Please write out the stretch of items below from the line containing "Point out the horse's" through the line containing "[(388, 76), (134, 96)]", copying each line without change and nothing else.

==== Material for this exercise ====

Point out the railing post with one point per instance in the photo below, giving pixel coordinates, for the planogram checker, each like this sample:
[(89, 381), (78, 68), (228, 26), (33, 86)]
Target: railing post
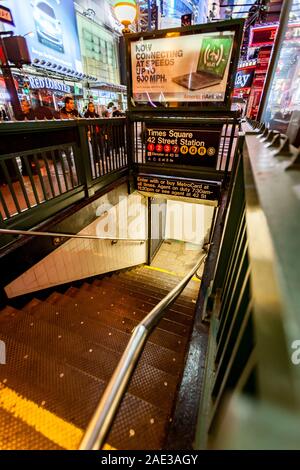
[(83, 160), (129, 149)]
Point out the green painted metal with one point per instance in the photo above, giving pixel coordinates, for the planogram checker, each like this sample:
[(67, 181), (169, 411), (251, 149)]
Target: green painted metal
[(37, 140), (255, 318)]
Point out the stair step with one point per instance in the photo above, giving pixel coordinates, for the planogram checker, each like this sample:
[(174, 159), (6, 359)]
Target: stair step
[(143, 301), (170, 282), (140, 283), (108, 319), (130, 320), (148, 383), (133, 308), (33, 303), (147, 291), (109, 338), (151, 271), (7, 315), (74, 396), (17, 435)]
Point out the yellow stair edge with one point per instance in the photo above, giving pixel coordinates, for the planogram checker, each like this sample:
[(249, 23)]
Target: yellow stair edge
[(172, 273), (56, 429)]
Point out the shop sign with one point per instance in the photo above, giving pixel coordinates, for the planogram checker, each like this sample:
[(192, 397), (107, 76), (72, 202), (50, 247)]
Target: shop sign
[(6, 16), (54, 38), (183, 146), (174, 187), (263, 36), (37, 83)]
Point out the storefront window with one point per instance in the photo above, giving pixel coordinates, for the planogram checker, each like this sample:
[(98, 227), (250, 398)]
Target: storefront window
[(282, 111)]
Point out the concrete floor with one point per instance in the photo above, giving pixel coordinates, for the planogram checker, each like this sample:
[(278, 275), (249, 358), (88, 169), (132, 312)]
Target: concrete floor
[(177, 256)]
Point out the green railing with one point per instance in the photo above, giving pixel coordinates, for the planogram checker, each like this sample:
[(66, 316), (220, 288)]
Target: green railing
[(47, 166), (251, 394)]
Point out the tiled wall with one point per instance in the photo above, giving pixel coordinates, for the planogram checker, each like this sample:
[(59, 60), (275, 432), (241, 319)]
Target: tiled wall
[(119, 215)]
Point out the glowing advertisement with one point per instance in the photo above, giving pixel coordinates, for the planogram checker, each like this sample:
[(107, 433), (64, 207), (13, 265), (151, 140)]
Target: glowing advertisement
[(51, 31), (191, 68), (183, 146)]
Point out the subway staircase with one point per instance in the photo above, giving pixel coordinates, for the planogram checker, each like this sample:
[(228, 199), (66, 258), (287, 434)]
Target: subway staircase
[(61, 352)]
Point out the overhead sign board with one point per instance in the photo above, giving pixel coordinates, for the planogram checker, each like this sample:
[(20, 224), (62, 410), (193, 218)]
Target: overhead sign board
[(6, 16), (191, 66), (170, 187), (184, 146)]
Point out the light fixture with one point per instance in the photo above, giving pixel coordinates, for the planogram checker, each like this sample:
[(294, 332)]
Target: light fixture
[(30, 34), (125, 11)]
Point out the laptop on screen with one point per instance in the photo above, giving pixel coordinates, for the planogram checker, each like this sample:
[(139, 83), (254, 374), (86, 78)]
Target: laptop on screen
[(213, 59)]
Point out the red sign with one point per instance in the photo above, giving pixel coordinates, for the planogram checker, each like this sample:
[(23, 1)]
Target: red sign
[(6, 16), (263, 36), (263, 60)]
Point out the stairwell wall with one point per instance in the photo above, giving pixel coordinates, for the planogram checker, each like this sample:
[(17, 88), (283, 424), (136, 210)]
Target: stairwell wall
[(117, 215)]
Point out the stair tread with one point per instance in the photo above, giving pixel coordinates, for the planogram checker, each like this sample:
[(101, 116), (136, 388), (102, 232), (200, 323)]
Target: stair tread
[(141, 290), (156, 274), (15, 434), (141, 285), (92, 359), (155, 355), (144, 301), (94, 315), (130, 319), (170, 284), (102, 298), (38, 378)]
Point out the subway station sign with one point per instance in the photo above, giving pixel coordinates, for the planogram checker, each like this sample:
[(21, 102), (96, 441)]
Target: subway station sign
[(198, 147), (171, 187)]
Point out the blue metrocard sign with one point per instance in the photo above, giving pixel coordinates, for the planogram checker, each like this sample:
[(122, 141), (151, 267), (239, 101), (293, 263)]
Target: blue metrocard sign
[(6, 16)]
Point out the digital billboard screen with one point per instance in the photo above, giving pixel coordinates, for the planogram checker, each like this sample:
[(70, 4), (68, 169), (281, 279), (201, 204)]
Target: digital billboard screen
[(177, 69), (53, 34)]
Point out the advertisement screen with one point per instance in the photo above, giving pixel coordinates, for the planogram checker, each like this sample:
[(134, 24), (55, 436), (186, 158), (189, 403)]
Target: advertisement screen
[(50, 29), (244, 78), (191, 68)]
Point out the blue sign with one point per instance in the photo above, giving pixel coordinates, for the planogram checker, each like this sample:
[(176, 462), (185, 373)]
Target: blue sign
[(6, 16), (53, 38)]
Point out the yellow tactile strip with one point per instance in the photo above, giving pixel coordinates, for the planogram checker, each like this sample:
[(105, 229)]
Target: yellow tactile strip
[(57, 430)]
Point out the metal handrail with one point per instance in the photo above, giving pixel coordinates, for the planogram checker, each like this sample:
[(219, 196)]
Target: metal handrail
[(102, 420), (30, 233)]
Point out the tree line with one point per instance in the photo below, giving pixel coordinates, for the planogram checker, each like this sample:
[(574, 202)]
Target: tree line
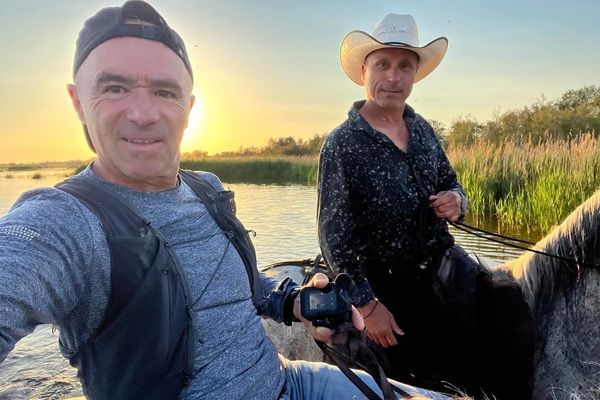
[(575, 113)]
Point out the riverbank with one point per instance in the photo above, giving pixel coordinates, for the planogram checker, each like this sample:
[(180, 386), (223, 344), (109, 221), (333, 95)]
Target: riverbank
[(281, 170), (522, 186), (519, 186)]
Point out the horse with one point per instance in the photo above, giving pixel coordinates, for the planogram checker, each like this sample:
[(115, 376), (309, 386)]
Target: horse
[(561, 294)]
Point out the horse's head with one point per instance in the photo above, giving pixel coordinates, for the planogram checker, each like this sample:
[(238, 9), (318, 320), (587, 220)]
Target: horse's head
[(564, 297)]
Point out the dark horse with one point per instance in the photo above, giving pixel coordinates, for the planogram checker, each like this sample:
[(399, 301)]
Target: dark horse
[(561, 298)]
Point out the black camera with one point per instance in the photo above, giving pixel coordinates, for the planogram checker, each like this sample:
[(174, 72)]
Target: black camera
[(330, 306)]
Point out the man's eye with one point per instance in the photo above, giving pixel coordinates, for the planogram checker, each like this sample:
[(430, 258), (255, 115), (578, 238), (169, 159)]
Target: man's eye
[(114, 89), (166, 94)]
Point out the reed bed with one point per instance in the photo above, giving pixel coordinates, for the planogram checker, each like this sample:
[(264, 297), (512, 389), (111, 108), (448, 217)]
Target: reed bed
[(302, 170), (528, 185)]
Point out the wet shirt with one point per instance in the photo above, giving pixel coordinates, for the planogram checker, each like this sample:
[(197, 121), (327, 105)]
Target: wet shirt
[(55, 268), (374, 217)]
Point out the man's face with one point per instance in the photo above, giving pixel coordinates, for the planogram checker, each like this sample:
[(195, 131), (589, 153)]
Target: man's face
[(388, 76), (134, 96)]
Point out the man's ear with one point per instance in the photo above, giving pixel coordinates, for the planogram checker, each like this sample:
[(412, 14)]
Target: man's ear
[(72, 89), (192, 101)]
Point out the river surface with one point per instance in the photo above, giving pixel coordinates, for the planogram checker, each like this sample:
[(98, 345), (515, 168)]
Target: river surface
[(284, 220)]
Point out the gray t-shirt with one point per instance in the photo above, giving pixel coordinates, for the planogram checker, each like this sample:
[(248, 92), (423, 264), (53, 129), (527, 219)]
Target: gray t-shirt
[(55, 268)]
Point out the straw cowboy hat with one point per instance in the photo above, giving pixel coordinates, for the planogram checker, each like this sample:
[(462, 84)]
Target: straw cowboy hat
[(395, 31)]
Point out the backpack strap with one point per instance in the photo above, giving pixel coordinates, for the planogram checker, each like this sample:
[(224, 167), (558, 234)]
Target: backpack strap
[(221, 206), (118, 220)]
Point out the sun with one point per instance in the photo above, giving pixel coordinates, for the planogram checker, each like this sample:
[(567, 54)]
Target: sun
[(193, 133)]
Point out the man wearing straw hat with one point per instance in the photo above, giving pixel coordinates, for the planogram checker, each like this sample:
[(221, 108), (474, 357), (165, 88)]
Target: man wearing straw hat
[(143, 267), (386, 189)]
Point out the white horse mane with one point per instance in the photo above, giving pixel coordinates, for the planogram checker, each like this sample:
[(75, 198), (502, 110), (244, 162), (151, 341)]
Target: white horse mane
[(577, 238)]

====

■ **Output**
Point out the horse's head with one point per instance in the photo above, giving pixel coordinates, for the planogram checker, each like this sample:
[(238, 9), (318, 320), (587, 220)]
Target: horse's head
[(564, 297)]
Point out the dark horse with one point per instance in the photo above, giving pixel coordinates, for the planogram checker, each like this sample:
[(399, 301)]
Target: dark horse
[(561, 298)]
Point out the black camera with one point per instance in the photo above, giving pixel coordinates, for the planogram checker, each like this sample:
[(174, 72)]
Target: black camera
[(330, 306)]
Point out the man's eye with one point per instance in the photo above, giving pixel coordinates, for the planogram checker, each like this sample:
[(430, 258), (255, 115), (578, 238), (169, 159)]
Target: man's eye
[(114, 89), (166, 94)]
Point out the reed bed with one point per instance in the photo above, giving pixel coordinates, for the planogram checker, each like this sample:
[(264, 297), (512, 389), (111, 108), (448, 217)]
Target: reed bed
[(302, 170), (528, 185)]
Point out the wet shirt with one point per instance in the photo above, giving pixel coordinates, for the planogram checker, each like this sample:
[(197, 121), (327, 105)]
Target: wet shirt
[(55, 268), (374, 217)]
Point out the man's face with one point per instance in the photo above, giving pixel coordinates, for the planogram checker, each like this sample:
[(195, 131), (589, 153)]
Target: man's face
[(388, 76), (134, 96)]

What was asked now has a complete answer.